EXCERPTED PASSAGE:
Facing dying hdd

node1 · December 29, 2023, 3:28pm

Hello,

At the moment i’m trying to copy data from dying hdd to the new one. But i see that rsync is not able to read some files as well as some folders.

If rest data will be copied with no problems, and i turn again this node with missing some files and folders. Will it work? Is it acceptable?

What is the best way to deal with this issue?

thank you.

Knowledge · December 29, 2023, 3:52pm

If you’re missing data, you’ll fail audits until your node is disqualified. If it’s a small amount of data, you might gamble that it won’t get audited enough to disqualify you. It may also be data that is only on one particular satellite, so you can get DQ’d there, but still be able to support the others. However, if it is a significant data loss, you will likely be DQ’d on all Sats.

DESCRIPTION OF THE TASK: Copy the hard drive thread word for word from "At the moment" to "Is it acceptable?". The data after this hard drive thread isn't needed.

RECORDED DATA:
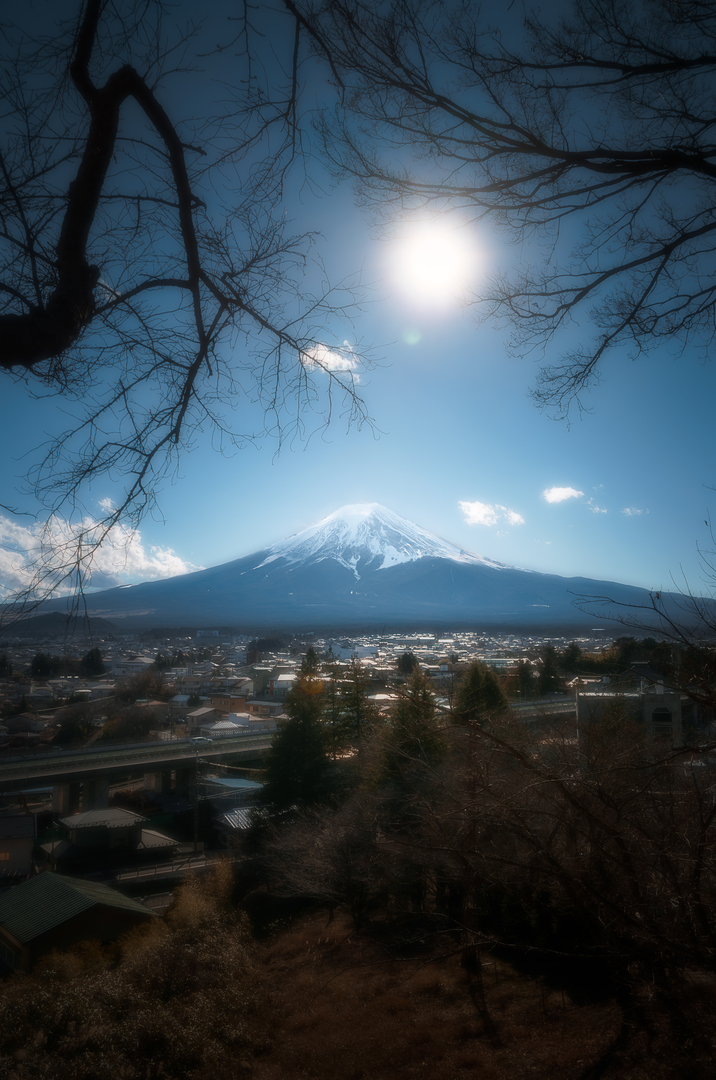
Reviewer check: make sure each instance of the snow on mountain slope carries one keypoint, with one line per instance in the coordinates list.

OUTPUT BELOW:
At the moment i’m trying to copy data from dying hdd to the new one. But i see that rsync is not able to read some files as well as some folders.

If rest data will be copied with no problems, and i turn again this node with missing some files and folders. Will it work? Is it acceptable?